╭──

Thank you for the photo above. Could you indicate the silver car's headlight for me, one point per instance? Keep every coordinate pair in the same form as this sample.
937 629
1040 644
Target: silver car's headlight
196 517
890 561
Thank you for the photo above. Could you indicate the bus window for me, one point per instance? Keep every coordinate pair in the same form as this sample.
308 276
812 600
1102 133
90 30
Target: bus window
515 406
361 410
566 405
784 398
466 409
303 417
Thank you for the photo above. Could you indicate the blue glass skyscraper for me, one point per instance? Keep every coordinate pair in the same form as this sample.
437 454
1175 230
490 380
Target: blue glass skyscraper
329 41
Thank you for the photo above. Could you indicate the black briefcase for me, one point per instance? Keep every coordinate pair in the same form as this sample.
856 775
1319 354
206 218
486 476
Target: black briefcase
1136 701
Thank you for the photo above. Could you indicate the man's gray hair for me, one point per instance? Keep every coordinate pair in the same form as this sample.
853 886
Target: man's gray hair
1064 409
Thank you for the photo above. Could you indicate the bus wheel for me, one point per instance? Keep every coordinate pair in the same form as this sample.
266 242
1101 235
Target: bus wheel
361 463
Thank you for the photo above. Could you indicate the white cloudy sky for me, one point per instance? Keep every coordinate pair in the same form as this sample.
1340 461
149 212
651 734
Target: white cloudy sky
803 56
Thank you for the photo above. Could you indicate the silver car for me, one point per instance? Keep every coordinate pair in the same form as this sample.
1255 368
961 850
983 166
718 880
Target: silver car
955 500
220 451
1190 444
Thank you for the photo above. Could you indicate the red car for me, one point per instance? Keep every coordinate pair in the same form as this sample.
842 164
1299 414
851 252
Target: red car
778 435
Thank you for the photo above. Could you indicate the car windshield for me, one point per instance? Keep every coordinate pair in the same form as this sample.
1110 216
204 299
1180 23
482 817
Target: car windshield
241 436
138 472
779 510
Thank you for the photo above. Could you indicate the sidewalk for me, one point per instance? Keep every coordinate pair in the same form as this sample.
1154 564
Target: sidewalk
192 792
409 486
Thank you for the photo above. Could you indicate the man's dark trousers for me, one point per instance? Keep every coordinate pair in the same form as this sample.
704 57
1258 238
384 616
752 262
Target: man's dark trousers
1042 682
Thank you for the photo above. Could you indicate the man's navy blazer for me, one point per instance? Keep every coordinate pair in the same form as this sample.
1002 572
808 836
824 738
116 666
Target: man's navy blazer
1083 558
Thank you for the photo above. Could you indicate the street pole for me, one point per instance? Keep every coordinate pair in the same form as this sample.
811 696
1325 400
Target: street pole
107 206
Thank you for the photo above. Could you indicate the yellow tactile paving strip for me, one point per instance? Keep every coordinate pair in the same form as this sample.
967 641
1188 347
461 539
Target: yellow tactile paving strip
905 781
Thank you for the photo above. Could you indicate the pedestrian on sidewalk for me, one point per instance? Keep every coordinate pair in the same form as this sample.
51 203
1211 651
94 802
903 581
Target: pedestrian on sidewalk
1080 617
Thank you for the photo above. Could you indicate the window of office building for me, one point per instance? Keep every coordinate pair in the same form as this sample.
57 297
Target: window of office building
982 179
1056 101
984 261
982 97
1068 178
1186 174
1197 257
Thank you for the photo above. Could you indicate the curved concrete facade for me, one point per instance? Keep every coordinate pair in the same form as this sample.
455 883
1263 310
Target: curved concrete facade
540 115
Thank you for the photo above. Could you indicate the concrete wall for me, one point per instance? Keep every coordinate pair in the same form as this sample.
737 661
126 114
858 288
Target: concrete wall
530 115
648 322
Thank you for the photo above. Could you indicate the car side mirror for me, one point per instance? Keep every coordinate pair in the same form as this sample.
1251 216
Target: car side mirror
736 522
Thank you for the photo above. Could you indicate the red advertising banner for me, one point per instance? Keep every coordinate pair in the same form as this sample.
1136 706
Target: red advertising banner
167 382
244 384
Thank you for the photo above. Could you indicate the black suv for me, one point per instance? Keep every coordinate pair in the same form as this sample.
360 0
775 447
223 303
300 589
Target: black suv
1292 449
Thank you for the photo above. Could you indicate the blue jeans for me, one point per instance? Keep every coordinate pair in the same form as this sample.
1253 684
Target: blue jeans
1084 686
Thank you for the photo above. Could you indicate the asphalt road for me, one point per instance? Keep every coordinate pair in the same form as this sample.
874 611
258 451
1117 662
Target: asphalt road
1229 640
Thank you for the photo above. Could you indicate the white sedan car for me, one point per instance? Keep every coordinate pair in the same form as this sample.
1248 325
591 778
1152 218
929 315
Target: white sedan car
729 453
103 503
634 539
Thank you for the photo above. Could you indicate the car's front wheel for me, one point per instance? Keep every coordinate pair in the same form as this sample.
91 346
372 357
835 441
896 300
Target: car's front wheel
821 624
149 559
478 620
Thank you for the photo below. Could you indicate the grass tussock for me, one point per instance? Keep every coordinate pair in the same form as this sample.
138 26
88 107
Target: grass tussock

╰──

▸ **Prompt**:
Arrange every line of the listing above as a JSON list of strings, one string per line, and leave out any blank lines.

▸ **Task output**:
[
  "Thank you for the photo above. Could you indicate the silver car's headlight for me, one point per instance? Keep every coordinate pair in the same form as this sample.",
  "937 629",
  "1040 644",
  "Target: silver car's headlight",
  "196 517",
  "890 561",
  "Thank you for the photo above. Could you indicate the bus window for me, one point per instance? Keep every coordinate pair in the same form as this sample.",
  "308 276",
  "812 600",
  "1102 133",
  "90 30",
  "Target: bus window",
  "515 406",
  "361 410",
  "566 405",
  "784 398",
  "466 409",
  "303 417",
  "Thank you for the photo above. Could you indicate the blue glass skyscraper for me, one point per instance? Keep every coordinate pair in the same form as this sample.",
  "437 454",
  "1175 230",
  "490 380",
  "Target: blue glass skyscraper",
  "329 41",
  "Thank you for the photo above. Could you indicate the black briefcase for me, one point per instance? Keep every coordinate pair in the same form as this sample.",
  "856 775",
  "1319 354",
  "206 218",
  "486 476",
  "Target: black briefcase",
  "1136 701",
  "Thank you for the photo above. Could you indicate the man's gray hair for me, one point per instance? Keep every coordinate pair in the same form as this sample.",
  "853 886",
  "Target: man's gray hair",
  "1064 409",
  "Thank you for the photo above. Could you indicate the bus wheel for me, one point per instance? Keep every coordinate pair in the same form as this sample.",
  "266 242",
  "1101 235",
  "Target: bus wheel",
  "361 463",
  "Thank you for the photo above. Could you indicate the white cloudy sky for me, one point per instance? Keep every coordinate pair in the same form as this sample.",
  "1340 461",
  "149 212",
  "651 734",
  "Target: white cloudy sky",
  "803 56",
  "Thank you for the photo above. Could you indicate the silver car for me, one point per instance? Keep every coordinate pair in the same form as this sample.",
  "1255 368",
  "961 850",
  "983 166",
  "718 880",
  "Target: silver car",
  "955 500",
  "220 451",
  "1190 444",
  "Thank you for the photo above. Could you indicate the red car for me, one point per instance? Keep every coordinate pair in the same form as this sample.",
  "842 164",
  "1299 414",
  "851 252",
  "Target: red car",
  "778 435",
  "Thank you for the photo above. Could you indicate the car windshield for me, one point per instance? Keep every coordinate pair in the same form as this sample.",
  "1110 216",
  "204 299",
  "1180 23",
  "482 817",
  "Target: car windshield",
  "241 436",
  "138 472",
  "779 510",
  "Thank you for the photo above. Could you indicate the sidewalk for me, one point per instance? Keep every coordinate pair in the same form as this sample.",
  "1154 564",
  "Target: sidewalk",
  "192 792",
  "409 486",
  "Thank you for the photo above. Could you indicate the man's dark trousers for me, one point per instance? Keep every coordinate pair in the same form as this sample.",
  "704 57",
  "1258 238",
  "384 616",
  "752 262",
  "Target: man's dark trousers",
  "1042 682",
  "Thank you for the photo above. Could you indicate the man's navy blazer for me, one point per instance? Keep every coordinate pair in the same form as this sample.",
  "1002 572",
  "808 836",
  "824 738",
  "116 666",
  "Target: man's navy blazer",
  "1083 558",
  "Thank you for the photo above. Could you indicate the street pole for me, one point per instance? Keep every coordinate pair in the same form as this sample.",
  "811 696",
  "1325 400",
  "Target: street pole",
  "107 206",
  "Thank you for the photo above. Could you indicate the yellow tactile paving strip for me, one point per instance? Keep every coordinate pair in the same form as this sample.",
  "967 641",
  "1188 347",
  "461 539",
  "Target: yellow tactile paving strip",
  "905 781",
  "Thank you for the photo above. Could you indicate the pedestrian on sidewalk for me, one point per instance? Keep every coordinate pair in the same form as this sample.",
  "51 203",
  "1211 651",
  "94 802",
  "903 581",
  "Target: pedestrian on sidewalk",
  "1080 617",
  "Thank you for the photo above. Could you indicate the window of office building for me, one point per instance? Keep every coordinate pair in the same form as this sample.",
  "57 297",
  "Target: window of office building",
  "982 179",
  "1056 101",
  "984 261",
  "982 97",
  "1068 178",
  "1186 174",
  "1197 257",
  "Thank you for the photo above. Could you indicate the curved concrete facade for me, one point per instance? Keep every coordinate pair in the same form as this sample.",
  "455 883",
  "1263 310",
  "Target: curved concrete facade",
  "540 115",
  "Thank you for the photo above. Could you indicate the concrete wall for me, one point per instance? Keep every coordinate pair in the same form as this sample.",
  "737 661",
  "126 114",
  "858 288",
  "Target: concrete wall",
  "530 115",
  "648 322",
  "Thank you for the photo above. Could you indicate the car side mirror for me, one point per instance? Keep every coordinate pair in the same form as this sample.",
  "1251 216",
  "Target: car side mirror",
  "736 522",
  "Thank you for the photo above. Could you indicate the red advertising banner for me, one point per instance? Keep every coordinate pair in the same form as this sample.",
  "1136 706",
  "Target: red advertising banner",
  "167 382",
  "244 384",
  "Thank you for the photo above. Could you indicate the black suv for me, one point per instance? Keep every coordinate pair in the same form as this sample.",
  "360 0",
  "775 447",
  "223 303",
  "300 589",
  "Target: black suv",
  "1292 449",
  "Thank you for the photo above. Could you indicate the blue jeans for me, one point per instance? Keep every coordinate pair in the same form as this sample.",
  "1253 684",
  "Target: blue jeans",
  "1084 686",
  "Thank you for the photo above. Could you indicate the asphalt road for me, one point per instance? Keep every coordinate pair in the same form as this sample.",
  "874 611",
  "258 451",
  "1117 662",
  "Target: asphalt road",
  "1229 640",
  "Thank you for the photo above. Could you indicate the white sedan car for me, one point per instance? Keep every coordinate pair in the same form as this sample.",
  "1248 325",
  "591 778",
  "1152 218",
  "929 315",
  "Target: white sedan car",
  "729 453",
  "103 503",
  "634 539",
  "Thank you for the photo above. Could you indicate the car's front wheel for me, one point per instance? Keep every coordinate pair in the same form as this sample.",
  "91 346",
  "372 357",
  "835 441",
  "896 300",
  "Target: car's front wheel",
  "821 624",
  "149 559",
  "478 620",
  "Thank you for the photo below. Could you indicate the grass tussock for me, one point per instance? Keep every coordinate pair in the same form as this sample.",
  "138 26",
  "88 107",
  "Target: grass tussock"
]